---------- Source passage ----------

Category: iPad Bluetooth Keyboards

Review: Amazon Basics Wireless Bluetooth Keyboard for iPad

The Amazon Basics Wireless Bluetooth Keyboard for iPad ($45) really is designed “for the iPad” in the sense that it has several iPad-specific keys. A “home button” key works just like the iPad’s home button, bringing up the home screen when pressed and the iPad’s task bar when double pressed. The keyboard’s Spotlight Search key brings up, what else, the iPad’s Spotlight Search. The keyboard’s key arrangement also imitates Apple’s own keyboards, with special Apple keys like Command and Function, so it works great with Macs, too.

At $45, and with a slim, sleek profile, the Amazon Basics Bluetooth Keyboard makes for an inexpensive imitation of Apple’s own popular Wireless Bluetooth keyboard, which costs about $25 more ($69).

I took the Amazon keyboard for a spin for a few weeks with my new 3rd-gen iPad (and wrote most of this article on it), and compared it with the Apple Wireless keyboard, which I use on a daily basis. Check out my video and text reviews below.

Video Review

Text Review

Typing. I found typing on the Amazon Basics Wireless to be comfortable, but not quite as comfortable as a regular desktop keyboard. The keys are slightly smaller and more cramped than the Apple Wireless keyboard, but the tighter spacing did not impede my accuracy or typing speed.

---------- Record list ----------

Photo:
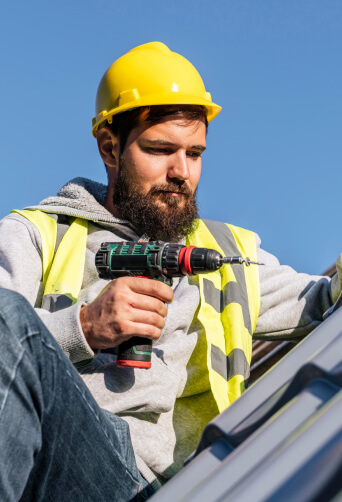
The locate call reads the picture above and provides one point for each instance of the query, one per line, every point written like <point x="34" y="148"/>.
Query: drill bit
<point x="233" y="260"/>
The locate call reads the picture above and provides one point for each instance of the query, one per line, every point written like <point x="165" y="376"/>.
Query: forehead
<point x="171" y="129"/>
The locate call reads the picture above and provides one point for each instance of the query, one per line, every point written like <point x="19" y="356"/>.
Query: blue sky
<point x="273" y="162"/>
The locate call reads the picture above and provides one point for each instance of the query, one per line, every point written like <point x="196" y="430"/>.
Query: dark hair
<point x="125" y="122"/>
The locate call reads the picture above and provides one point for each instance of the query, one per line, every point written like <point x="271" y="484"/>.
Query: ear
<point x="109" y="147"/>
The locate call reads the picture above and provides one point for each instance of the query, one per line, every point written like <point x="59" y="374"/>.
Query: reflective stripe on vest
<point x="229" y="308"/>
<point x="229" y="297"/>
<point x="62" y="272"/>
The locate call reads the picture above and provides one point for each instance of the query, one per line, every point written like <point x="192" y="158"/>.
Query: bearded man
<point x="113" y="432"/>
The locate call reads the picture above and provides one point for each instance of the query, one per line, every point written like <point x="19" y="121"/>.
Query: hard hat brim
<point x="170" y="98"/>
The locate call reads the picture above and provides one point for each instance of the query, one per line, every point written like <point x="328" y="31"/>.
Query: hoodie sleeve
<point x="21" y="271"/>
<point x="292" y="304"/>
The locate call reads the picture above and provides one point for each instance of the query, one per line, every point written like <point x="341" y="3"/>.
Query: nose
<point x="179" y="168"/>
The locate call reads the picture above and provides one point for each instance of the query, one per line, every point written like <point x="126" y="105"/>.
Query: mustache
<point x="172" y="187"/>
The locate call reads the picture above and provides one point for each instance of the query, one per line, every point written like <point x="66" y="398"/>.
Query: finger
<point x="145" y="317"/>
<point x="151" y="287"/>
<point x="148" y="303"/>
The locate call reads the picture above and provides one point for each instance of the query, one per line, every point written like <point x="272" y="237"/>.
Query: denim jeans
<point x="56" y="444"/>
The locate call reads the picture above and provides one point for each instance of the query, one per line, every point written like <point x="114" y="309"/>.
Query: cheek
<point x="195" y="175"/>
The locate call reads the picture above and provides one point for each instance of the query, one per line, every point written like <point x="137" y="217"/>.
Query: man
<point x="152" y="113"/>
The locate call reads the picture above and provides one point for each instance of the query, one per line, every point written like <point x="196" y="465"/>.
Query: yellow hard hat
<point x="148" y="75"/>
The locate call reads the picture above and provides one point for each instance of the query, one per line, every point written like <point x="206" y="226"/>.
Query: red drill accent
<point x="184" y="260"/>
<point x="122" y="363"/>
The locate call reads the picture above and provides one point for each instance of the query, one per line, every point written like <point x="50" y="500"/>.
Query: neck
<point x="109" y="205"/>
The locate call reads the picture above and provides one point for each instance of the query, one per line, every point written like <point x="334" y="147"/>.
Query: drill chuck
<point x="160" y="261"/>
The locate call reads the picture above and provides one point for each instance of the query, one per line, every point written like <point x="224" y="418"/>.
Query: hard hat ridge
<point x="150" y="74"/>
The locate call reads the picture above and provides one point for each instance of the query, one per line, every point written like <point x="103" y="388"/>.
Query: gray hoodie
<point x="165" y="421"/>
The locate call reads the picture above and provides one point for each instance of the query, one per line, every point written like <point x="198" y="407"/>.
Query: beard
<point x="156" y="214"/>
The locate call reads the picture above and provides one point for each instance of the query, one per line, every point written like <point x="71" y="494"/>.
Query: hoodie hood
<point x="82" y="198"/>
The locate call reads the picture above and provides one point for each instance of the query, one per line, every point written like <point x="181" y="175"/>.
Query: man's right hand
<point x="126" y="307"/>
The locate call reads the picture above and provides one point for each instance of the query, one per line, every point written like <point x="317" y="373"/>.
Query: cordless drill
<point x="160" y="261"/>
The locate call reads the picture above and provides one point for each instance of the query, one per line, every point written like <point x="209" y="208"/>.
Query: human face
<point x="166" y="155"/>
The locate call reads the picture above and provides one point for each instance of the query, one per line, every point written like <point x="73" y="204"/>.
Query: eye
<point x="194" y="155"/>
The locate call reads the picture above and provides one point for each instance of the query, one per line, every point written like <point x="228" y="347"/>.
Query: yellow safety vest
<point x="229" y="297"/>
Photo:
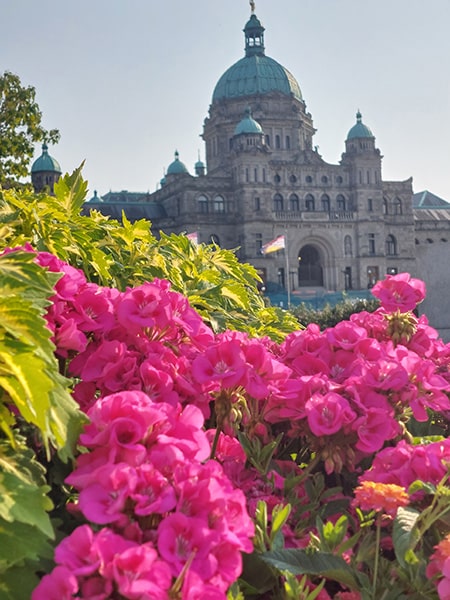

----------

*Description of the task:* In the keyboard review, what does double pressing the "home button" key bring up? The items come from a separate source unrelated to the keyboard review.

*Response to this task:* The iPad's task bar.